**Testo estratto**
======
Per esempio in legge di stabilità, ampliandola nell’ultimo decreto legge, abbiamo permesso la raccolta della legna all’interno dell’alveo dei fiumi, e credo che in maniera organizzata si possa fare anche di più in termini di pulizia dell’alveo dei fiumi, dei fossi, per permettere il deflusso più ordinato delle acque che spesso sono la causa a valle di criticità che si presentano a monte per l’assenza di un certo modello agricolo.
Tra gli altri elementi importanti che abbiamo inserito in questi mesi, la possibilità finalmente di avere il registro dei crediti di carbonio volontari. Credo sia stato un risultato molto rilevante perché mette in condizione di incentivare anche gli interventi economici a sostegno di un modello di sviluppo, della forestazione, quindi della captazione di CO2 nell’atmosfera. Così come salutiamo con grande favore la creazione qui a Roma di un luogo fondamentale di dibattito e di pianificazione.
======
**Compiti**
- A) Secondo il testo estratto, in quale luogo è stata permessa la raccolta della legna?
- B) Riassumi il testo estratto in due frasi.
- C) Trascrivi fedelmente la parte del testo estratto che inizia con "Per esempio in" e termina con "certo modello agricolo.".
======
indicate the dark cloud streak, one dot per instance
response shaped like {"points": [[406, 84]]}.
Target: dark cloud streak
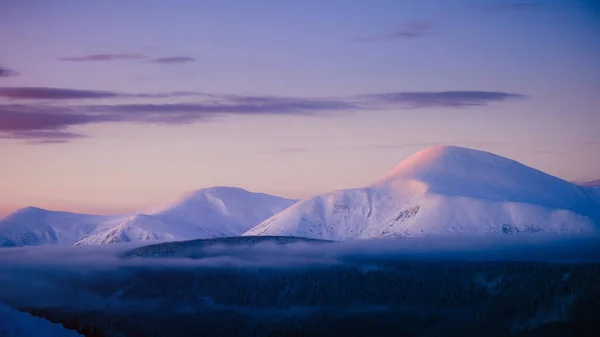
{"points": [[411, 30], [174, 60], [450, 99], [5, 72], [51, 122], [45, 93]]}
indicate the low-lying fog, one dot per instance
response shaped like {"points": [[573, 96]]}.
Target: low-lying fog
{"points": [[60, 275]]}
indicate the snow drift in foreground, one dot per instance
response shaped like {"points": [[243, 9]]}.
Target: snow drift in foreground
{"points": [[14, 323], [444, 190], [205, 213]]}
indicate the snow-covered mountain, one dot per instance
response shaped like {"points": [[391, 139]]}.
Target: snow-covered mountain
{"points": [[14, 323], [444, 189], [32, 226], [201, 214]]}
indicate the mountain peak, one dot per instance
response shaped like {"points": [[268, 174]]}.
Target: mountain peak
{"points": [[444, 160], [459, 171]]}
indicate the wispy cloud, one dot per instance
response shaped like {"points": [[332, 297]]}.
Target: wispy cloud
{"points": [[103, 57], [45, 93], [35, 137], [5, 72], [410, 30], [452, 99], [502, 6], [174, 60], [52, 122]]}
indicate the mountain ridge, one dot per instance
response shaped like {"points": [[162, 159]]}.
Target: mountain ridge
{"points": [[198, 214], [443, 189]]}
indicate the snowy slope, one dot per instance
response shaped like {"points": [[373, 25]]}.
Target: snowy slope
{"points": [[33, 226], [444, 189], [14, 323], [201, 214]]}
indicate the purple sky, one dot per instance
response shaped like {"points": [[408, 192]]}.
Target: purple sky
{"points": [[110, 106]]}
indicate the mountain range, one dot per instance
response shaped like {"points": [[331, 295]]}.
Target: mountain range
{"points": [[440, 190], [444, 190], [201, 214]]}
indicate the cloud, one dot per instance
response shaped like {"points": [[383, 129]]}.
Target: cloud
{"points": [[452, 99], [103, 57], [52, 93], [174, 60], [17, 119], [46, 93], [5, 72], [509, 6], [410, 30]]}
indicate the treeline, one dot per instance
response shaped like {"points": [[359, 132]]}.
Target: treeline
{"points": [[389, 298]]}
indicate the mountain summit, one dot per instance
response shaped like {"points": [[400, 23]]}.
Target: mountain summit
{"points": [[200, 214], [443, 189]]}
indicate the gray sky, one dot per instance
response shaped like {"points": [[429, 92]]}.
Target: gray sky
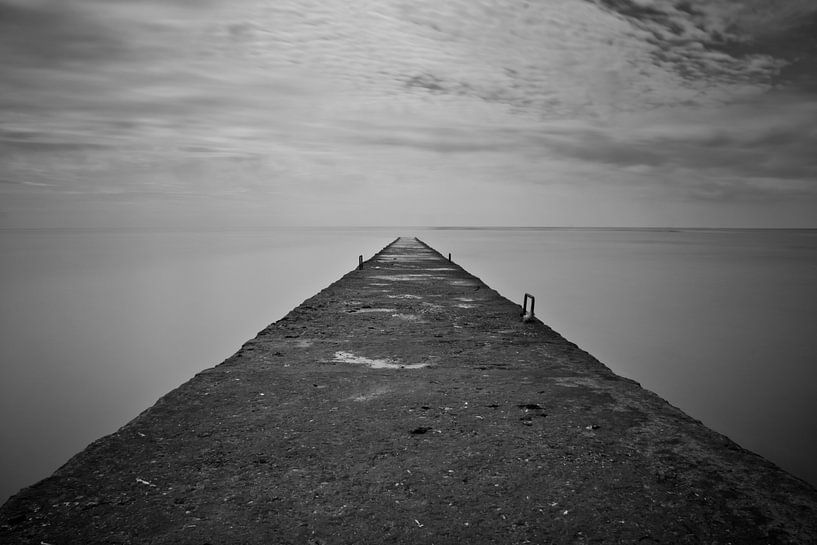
{"points": [[408, 112]]}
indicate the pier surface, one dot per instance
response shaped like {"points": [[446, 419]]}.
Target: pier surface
{"points": [[409, 403]]}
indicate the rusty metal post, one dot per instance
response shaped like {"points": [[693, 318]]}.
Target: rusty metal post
{"points": [[527, 316]]}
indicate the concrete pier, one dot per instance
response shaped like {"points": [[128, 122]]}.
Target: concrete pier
{"points": [[410, 403]]}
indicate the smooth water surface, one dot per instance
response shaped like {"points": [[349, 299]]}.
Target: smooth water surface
{"points": [[95, 326], [721, 323]]}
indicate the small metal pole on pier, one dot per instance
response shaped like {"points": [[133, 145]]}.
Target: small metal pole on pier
{"points": [[527, 316]]}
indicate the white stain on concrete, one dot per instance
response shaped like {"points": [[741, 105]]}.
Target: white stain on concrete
{"points": [[384, 363]]}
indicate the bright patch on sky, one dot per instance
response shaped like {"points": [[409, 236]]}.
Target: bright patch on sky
{"points": [[571, 112]]}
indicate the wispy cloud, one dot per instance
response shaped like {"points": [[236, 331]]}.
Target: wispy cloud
{"points": [[313, 108]]}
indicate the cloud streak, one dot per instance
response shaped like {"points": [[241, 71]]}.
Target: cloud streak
{"points": [[310, 107]]}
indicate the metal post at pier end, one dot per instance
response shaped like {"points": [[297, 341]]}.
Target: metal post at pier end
{"points": [[528, 316]]}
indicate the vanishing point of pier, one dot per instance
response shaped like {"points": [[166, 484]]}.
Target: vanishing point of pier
{"points": [[409, 403]]}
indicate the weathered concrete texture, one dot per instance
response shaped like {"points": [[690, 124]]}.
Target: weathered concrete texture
{"points": [[408, 403]]}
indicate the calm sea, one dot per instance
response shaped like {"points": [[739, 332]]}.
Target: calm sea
{"points": [[96, 325]]}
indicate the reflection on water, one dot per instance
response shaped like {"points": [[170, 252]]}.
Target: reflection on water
{"points": [[96, 325]]}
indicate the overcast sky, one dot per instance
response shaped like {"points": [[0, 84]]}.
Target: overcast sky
{"points": [[196, 113]]}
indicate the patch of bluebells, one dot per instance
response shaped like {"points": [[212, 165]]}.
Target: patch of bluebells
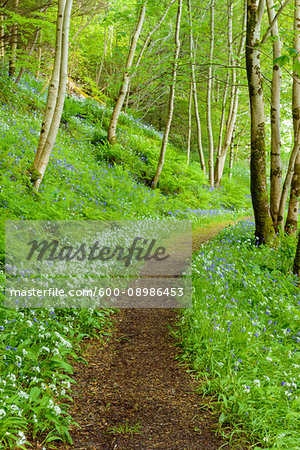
======
**Soluzioni**
- A) All'interno dell'alveo dei fiumi.

- B) Con la legge di stabilità, ampliata nell'ultimo decreto legge, è stata permessa la raccolta della legna nell'alveo dei fiumi, e si ritiene che una pulizia organizzata di alvei e fossi possa favorire un deflusso più ordinato delle acque. Tra gli altri risultati rilevanti figura il registro dei crediti di carbonio volontari, che incentiva interventi a sostegno della forestazione e della captazione di CO2, mentre viene accolta con favore la creazione a Roma di un luogo di dibattito e di pianificazione.

- C)
Per esempio in legge di stabilità, ampliandola nell’ultimo decreto legge, abbiamo permesso la raccolta della legna all’interno dell’alveo dei fiumi, e credo che in maniera organizzata si possa fare anche di più in termini di pulizia dell’alveo dei fiumi, dei fossi, per permettere il deflusso più ordinato delle acque che spesso sono la causa a valle di criticità che si presentano a monte per l’assenza di un certo modello agricolo.